>> start

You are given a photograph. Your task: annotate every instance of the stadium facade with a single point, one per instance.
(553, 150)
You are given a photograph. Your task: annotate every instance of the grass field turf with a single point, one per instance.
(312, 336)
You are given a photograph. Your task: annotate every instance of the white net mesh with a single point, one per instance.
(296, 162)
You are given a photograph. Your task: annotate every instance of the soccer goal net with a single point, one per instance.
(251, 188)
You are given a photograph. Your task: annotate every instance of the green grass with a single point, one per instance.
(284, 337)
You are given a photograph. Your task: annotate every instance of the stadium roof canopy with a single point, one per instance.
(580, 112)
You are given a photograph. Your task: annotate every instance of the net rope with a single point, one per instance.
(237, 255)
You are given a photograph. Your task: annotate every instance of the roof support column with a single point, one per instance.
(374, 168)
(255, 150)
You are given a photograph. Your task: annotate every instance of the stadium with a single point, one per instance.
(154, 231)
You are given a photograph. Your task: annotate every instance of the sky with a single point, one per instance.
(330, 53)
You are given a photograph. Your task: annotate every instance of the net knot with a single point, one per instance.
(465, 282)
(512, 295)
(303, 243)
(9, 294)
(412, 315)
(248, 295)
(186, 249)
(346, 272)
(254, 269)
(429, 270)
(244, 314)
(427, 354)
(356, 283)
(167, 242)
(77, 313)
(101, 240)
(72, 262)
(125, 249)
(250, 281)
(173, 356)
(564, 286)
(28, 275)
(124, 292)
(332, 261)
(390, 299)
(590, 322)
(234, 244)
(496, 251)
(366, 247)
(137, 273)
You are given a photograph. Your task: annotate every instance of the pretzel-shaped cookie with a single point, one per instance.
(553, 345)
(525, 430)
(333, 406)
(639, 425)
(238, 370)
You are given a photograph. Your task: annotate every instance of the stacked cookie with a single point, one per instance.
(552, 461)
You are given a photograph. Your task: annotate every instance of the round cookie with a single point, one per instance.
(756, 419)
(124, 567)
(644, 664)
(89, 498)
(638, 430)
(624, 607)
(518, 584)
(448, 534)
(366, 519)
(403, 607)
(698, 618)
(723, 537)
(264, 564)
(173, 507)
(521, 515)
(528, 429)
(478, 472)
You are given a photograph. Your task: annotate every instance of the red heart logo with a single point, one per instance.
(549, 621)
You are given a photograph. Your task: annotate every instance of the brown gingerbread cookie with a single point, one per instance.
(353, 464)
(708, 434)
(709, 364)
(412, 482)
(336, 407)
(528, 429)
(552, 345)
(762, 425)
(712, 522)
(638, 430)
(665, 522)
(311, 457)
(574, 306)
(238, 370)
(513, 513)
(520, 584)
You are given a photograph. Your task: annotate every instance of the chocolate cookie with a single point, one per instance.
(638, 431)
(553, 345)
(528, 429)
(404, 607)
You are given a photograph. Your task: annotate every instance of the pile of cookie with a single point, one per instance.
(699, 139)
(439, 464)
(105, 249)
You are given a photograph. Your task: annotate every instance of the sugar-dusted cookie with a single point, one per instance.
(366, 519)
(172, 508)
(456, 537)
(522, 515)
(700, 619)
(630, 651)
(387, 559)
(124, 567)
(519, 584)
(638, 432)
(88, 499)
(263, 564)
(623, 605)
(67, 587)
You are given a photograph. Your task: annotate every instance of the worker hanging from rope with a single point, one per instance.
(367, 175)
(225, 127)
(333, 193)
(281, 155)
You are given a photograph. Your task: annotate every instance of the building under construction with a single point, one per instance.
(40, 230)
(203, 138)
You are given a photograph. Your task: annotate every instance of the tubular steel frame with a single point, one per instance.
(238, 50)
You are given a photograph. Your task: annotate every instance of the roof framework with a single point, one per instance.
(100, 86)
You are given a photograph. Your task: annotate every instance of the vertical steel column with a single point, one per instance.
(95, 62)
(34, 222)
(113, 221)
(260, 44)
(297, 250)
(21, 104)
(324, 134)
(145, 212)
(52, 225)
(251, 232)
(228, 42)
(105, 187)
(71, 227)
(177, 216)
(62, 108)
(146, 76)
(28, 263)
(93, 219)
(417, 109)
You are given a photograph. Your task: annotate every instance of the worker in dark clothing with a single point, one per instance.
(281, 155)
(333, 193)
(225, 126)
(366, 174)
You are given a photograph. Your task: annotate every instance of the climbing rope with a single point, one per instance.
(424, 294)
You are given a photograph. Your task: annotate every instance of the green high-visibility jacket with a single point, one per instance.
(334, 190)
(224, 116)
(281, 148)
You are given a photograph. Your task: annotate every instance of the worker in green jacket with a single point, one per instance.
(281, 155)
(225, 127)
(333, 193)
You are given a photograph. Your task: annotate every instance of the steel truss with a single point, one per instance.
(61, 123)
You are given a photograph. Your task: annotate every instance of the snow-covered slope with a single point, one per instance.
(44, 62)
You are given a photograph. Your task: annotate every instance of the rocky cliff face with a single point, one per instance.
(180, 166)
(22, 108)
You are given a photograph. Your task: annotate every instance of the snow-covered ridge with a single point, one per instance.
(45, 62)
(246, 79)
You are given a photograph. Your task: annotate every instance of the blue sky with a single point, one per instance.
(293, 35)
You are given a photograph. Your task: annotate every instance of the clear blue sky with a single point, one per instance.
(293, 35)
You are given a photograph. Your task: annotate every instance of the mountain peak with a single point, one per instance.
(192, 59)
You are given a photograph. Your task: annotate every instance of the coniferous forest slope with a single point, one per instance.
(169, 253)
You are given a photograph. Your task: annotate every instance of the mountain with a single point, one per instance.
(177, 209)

>> end

WORK INSTRUCTIONS
Repeat the material word for word, in full.

EXERCISE RESULT
You are given a photograph. Your task: annotate every instance of the stadium facade with a single point, one per instance.
(553, 150)
You are given a photograph. Your task: annotate every instance of the grass field turf with a single point, one per instance.
(312, 336)
You are given a photograph. Your task: annotate every instance of the white net mesh with a single point, one per instance.
(296, 162)
You are given a photograph. Your task: annotate every instance of the soccer goal net with a single point, one per instance.
(251, 188)
You are given a photograph. Your task: annotate every instance of the green grass with a single point, one per instance.
(284, 337)
You are given a photograph. Your task: annotate every instance of the stadium roof canopy with a single point, one per instance.
(580, 112)
You are given a photograph. Your task: annotate every instance of the net rope with a single point, one per instance.
(237, 255)
You are given a photograph. Your task: annotate every instance of the roof support column with a single point, one per instance.
(374, 168)
(255, 150)
You are given a photograph. Your task: annotate every instance of the stadium with a single point, one per instance.
(154, 231)
You are given a photograph. Your task: annotate every instance of the sky with a single point, one per instance.
(330, 53)
You are given a photograph. Your task: annotate every instance of the net knot with a single point, one per instance.
(465, 282)
(512, 295)
(303, 243)
(9, 294)
(412, 315)
(248, 295)
(186, 249)
(346, 272)
(254, 269)
(429, 270)
(244, 314)
(427, 354)
(356, 283)
(167, 242)
(77, 313)
(101, 240)
(72, 262)
(125, 249)
(250, 281)
(173, 356)
(564, 286)
(28, 275)
(124, 292)
(332, 261)
(390, 299)
(590, 322)
(234, 244)
(496, 251)
(366, 247)
(137, 273)
You are given a photograph. Your task: annotate every instance of the pretzel-shaped cookie with a single point, one per instance.
(553, 345)
(525, 430)
(333, 406)
(639, 425)
(238, 370)
You are given a photograph. Your task: annotate every instance of the stacked cookie with a single point, one per instance.
(552, 461)
You are given a photograph. Your task: annotate every instance of the round cookie with a single point, one per instance.
(756, 419)
(124, 567)
(644, 664)
(89, 498)
(638, 430)
(624, 607)
(518, 584)
(448, 534)
(366, 519)
(403, 607)
(698, 618)
(723, 537)
(264, 564)
(173, 507)
(521, 515)
(528, 429)
(478, 472)
You are given a photograph. Your task: annotate every instance of the red heart logo with a single point, one per instance.
(549, 621)
You are given a photograph. Your task: annotate every instance of the brown gingerbread cookie with a single point, one per instance.
(353, 464)
(708, 434)
(709, 364)
(412, 482)
(336, 407)
(528, 429)
(552, 345)
(762, 425)
(712, 522)
(638, 430)
(665, 522)
(311, 457)
(574, 306)
(238, 370)
(513, 513)
(520, 584)
You are given a photograph. Your task: annotate every instance of the chocolate cookie with a single point, one per instance.
(638, 431)
(553, 345)
(528, 429)
(404, 607)
You are given a photograph. Your task: annotate every instance of the pile of cookie with a single point, one per instance.
(699, 139)
(439, 464)
(105, 249)
You are given a photograph. Your task: annotate every instance of the sugar-dusted cookie with a single point, one per instance.
(366, 519)
(172, 508)
(456, 537)
(522, 515)
(700, 619)
(630, 651)
(387, 559)
(124, 567)
(519, 584)
(638, 432)
(88, 499)
(263, 564)
(623, 605)
(67, 587)
You are given a photograph. Your task: annotate every instance of the worker hanging from rope with a single point, one per instance.
(367, 175)
(225, 127)
(333, 193)
(281, 155)
You are given a photograph. Your task: annotate every instance of the building under construction with a single point, one per instance.
(40, 230)
(203, 138)
You are given a photograph. Your task: annotate every instance of the tubular steel frame with a single point, one per instance.
(238, 50)
You are given a photograph. Your task: annotate every instance of the roof framework with a single point, one per instance.
(100, 86)
You are given a photograph. Your task: annotate every instance of the vertical steel column with a single point, one per instance.
(95, 62)
(34, 222)
(113, 221)
(260, 44)
(297, 250)
(21, 104)
(324, 134)
(145, 212)
(52, 225)
(251, 232)
(228, 42)
(105, 187)
(71, 227)
(177, 216)
(62, 108)
(146, 76)
(28, 263)
(93, 219)
(417, 109)
You are given a photograph. Your task: annotate every instance of the worker in dark clothing with a single point, one per instance.
(281, 155)
(333, 193)
(225, 126)
(366, 174)
You are given a photograph. Your task: annotate every instance of the climbing rope with a single point, one per instance.
(424, 294)
You are given a photograph. Your task: annotate every instance of the green high-visibility jacket with a single point, one per instance.
(334, 190)
(224, 116)
(281, 148)
You are given a photograph. Your task: annotate every instance of the worker in green jacket with a single point, one per instance.
(281, 155)
(225, 127)
(333, 193)
You are given a photograph. Your task: annotate every instance of the steel truss with a single point, one per instance.
(61, 123)
You are given a photograph. Your task: annotate every instance of the snow-covered slope with a single point, one per instance.
(44, 62)
You are given a photograph. Your task: annotate every instance of the rocky cliff face with a single point, one per instance.
(180, 166)
(22, 108)
You are given a photograph. Your task: annotate every instance of the snow-covered ridge with a single point, one per instance.
(45, 62)
(246, 79)
You are given a photograph. Your task: annotate every instance of the blue sky with a single point, one per instance.
(293, 35)
You are given a photograph. Your task: annotate every instance of the clear blue sky with a single point, one per instance.
(293, 35)
You are given a photograph. Your task: annotate every instance of the mountain peak with a single point, one per instance.
(192, 59)
You are given a photograph. Your task: annotate every instance of the coniferous forest slope with a single point, one per instance.
(169, 253)
You are given a photograph. Your task: annotate every instance of the mountain with a single point, one per instance.
(177, 209)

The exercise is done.